Data entries
-.-.-

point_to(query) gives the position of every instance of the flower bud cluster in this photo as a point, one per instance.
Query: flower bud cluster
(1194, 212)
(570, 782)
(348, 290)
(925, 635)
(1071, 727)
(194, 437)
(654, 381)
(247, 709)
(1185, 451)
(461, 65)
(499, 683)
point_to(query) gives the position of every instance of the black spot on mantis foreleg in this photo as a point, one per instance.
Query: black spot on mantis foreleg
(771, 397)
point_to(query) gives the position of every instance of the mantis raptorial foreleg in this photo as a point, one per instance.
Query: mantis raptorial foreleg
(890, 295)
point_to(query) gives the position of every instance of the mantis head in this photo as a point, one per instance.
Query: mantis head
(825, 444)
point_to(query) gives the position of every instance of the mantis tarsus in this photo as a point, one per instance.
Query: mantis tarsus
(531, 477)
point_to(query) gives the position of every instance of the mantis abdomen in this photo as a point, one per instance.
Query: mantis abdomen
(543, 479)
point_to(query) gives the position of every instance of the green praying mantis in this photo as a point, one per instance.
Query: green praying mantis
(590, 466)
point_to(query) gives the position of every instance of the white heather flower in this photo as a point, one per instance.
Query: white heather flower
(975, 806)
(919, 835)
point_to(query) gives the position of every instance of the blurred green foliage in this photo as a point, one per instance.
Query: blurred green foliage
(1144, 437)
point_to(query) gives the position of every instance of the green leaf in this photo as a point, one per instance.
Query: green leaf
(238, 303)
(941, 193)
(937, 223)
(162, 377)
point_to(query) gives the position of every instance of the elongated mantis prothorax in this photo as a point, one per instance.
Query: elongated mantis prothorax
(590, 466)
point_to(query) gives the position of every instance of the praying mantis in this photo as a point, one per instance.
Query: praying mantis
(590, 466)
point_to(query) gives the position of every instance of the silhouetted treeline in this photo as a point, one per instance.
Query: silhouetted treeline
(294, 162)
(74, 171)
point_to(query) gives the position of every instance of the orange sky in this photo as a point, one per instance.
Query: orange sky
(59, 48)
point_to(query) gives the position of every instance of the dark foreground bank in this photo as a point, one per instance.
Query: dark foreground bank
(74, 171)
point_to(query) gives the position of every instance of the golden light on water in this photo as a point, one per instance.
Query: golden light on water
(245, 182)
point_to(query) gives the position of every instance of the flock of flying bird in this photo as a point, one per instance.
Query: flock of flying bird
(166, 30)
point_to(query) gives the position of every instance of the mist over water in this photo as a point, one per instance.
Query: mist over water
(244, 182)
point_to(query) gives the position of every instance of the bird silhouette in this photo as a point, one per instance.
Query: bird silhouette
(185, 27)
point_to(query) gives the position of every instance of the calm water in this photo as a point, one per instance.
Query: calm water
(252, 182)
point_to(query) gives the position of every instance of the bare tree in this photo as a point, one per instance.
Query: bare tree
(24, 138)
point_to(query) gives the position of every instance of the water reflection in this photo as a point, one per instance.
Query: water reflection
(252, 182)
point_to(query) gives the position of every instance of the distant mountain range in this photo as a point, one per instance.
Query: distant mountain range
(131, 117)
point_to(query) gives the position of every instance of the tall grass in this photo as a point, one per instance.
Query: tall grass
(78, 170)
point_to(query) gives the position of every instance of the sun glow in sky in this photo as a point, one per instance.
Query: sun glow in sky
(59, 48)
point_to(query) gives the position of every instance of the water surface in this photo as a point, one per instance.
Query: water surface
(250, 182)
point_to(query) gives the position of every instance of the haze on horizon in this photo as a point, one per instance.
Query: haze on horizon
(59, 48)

-.-.-

**Work instructions**
Look above for the line holding "Query: mist over water". Print it and every line after it, exactly, through the line holding "point_to(query) gives the position of every instance of the sun".

**Response to this exercise**
Query: mist over water
(244, 182)
point_to(query) gives the position of every instance of the bird silhouette in this photo as a point, one per instance.
Query: bird silhouette
(185, 27)
point_to(query) gives the position of every instance of the calm water in this photo as a point, one per instance.
Query: calm water
(252, 182)
point_to(query) gives the position of every instance of the bare tree in this photo as a point, one per instance.
Query: bare tree
(24, 138)
point_to(query) gives the position of every instance of the water reflection in this photo as a point, one per instance.
Query: water reflection
(252, 182)
point_to(query) gives the position of every instance of the distant mountain range in this photo as a point, one per instance.
Query: distant mountain range
(131, 117)
point_to(query) gives the position of every instance of the tall grass in this photo as a point, one per instance.
Query: tall grass
(78, 170)
point_to(query) gives the position of every instance of the sun glow in sky in this photo as a point, one per instance.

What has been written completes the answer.